- [ФРАГМЕНТ ТЕКСТА]
⟨
Вообще, и порнография, и секс — это разные модусы одного и того же. Посему все зависит от того, с какой глубиной материала ты работаешь. Если ты работаешь с виньетками, декоративной поверхностью — ты работаешь с порно. Если ты работаешь с неким Логосом явления, это уже работа с эротикой. Собственно, такое разделение весьма условно и в культуре в целом, и на уровне жанров, и во многом зависит от конкретной социокультурной ситуации, в которой это воспринимается.
— Тема, которая неизбежно встает в связи с нашей проблемой, — это язык описания. Известно, что И. Бродский в свое время сказал о том, что «любовь как акт лишена глагола». Постмодернистские практики весьма активно задействуют области обсценной лексики, в связи с чем возникает следующий вопрос: как вы считаете, насколько включение этого лексического уровня способно «эротизировать» литературу и дискурс?
— Дело в том, что вообще мат неэротичен. Он может быть эмфатичен, магичен — какой угодно, но в принципе при описании эротических ситуаций он неупотребим. В общем-то он, скорее, разрушителен для эротики. Посему употребление обсценного слоя в писаниях имеет скорее либо декоративно-фактурный смысл, либо персонажный, либо, действительно, магически-заклинательный. Все зависит от конкретной прагматики употребления.
Эротика в принципе невыговариваема — она описываема. Поэтому когда мат начинает выговаривать это — он уже не эротика. Эротика не вербализируема, она визуализируема. В наше время эротика стала заполнять такие большие области культурного пространства по причине наблюдаемого постепенного превалирования визуального над вербальным. В пределах же вербальности эротика всегда предполагает долгую процессуальность описания и требует усилий читающего для своей последующей визуализации. Сейчас картинка побеждает, а эротика, собственно, для этого и предназначена.
— Тем не менее при чтении таких авторов, как уже упоминавшиеся Виктор Ерофеев или Владимир Сорокин, особенно последнего, взгляд на мат как на лексику, работающую не столько с денотатами, сколько с коннотатами, уходит. Кажется, что Сорокин работает во многом на восстановление самой исходной денотативности мата, поскольку за его описаниями коннотации прочитываются как-то слабо, все переводится в область прямых значений.
— Тут вопрос в том, как истолковывать сам эротизм описаний у Сорокина — это же не эротизм Ерофеева. Эротизм Ерофеева — это некое ювенильное описание реального эротизма. У Сорокина эротизм есть лишь часть разрушения плоти, он лишен прагматики провоцирования каких-либо эротических позывов. В пределах подобного использования мат в функции предельного называния выступает и предельным разрушителем. Я-то как раз у Сорокина эротизма не вижу. У него мат выступает как нередуцируемый акт предельного называния, который есть уже не эротизм, а преддверие пустоты, ничто, шуньяты. Он употребляется скорее не в своей магической, а в негативной функции — как отрицание возможности развертывания в социум, в быт.
— Выходит, что недавние обвинения Сорокина в порнографичности абсурдны по своей сути?
⟩
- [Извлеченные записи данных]
⟨
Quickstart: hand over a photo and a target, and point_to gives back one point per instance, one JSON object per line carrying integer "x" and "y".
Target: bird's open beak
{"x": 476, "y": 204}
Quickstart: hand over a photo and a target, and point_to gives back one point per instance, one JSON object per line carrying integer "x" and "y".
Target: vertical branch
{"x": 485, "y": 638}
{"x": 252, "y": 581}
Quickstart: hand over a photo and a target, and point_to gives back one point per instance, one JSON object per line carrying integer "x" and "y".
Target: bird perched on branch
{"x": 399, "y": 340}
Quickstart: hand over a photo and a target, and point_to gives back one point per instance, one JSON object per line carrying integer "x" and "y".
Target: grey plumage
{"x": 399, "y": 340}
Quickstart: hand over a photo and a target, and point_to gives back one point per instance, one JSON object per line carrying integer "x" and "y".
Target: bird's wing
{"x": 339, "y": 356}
⟩
- [ЗАДАНИЕ 1]
Изложите фрагмент беседы об эротике в двух предложениях.
- [ЗАДАНИЕ 2]
Перечислите всех людей, которые названы по фамилии во фрагменте беседы об эротике.
- [ЗАДАНИЕ 3]
Продолжите фрагмент беседы об эротике, начиная сразу после его последней реплики.

- [РЕЗУЛЬТАТ ВЫПОЛНЕНИЯ 1]
Порнография и секс названы разными модусами одного и того же: работа с декоративной поверхностью относится к порно, а работа с Логосом явления относится к эротике, причем мат неэротичен и скорее разрушителен для эротики, которая невыговариваема, но описываема и визуализируема. У Сорокина, в отличие от Ерофеева, отвечающий эротизма не видит: мат там выступает как нередуцируемый акт предельного называния, преддверие пустоты и отрицание возможности развертывания в социум.

- [РЕЗУЛЬТАТ ВЫПОЛНЕНИЯ 2]
И. Бродский, Виктор Ерофеев, Владимир Сорокин

- [РЕЗУЛЬТАТ ВЫПОЛНЕНИЯ 3]
— Собственно, тут проблема не в Сорокине, а в уровне восприятия и культуре истолкования. Я не оговариваю искренности или лукавости конкретных мотивов многочисленных сторон, задействованных в конфликте. Но, предположим, что «Идущие вместе» искренни в своих обвинениях. Сорокин и «Идущие вместе» друг для друга являются инокультурами. Перенесение всех этих опознавательных знаков сорокинской прозы на другую культуру считывается по мере возможности разрешающей системы этих людей. И единственное, что они могут вычитать из нее, — только самих себя.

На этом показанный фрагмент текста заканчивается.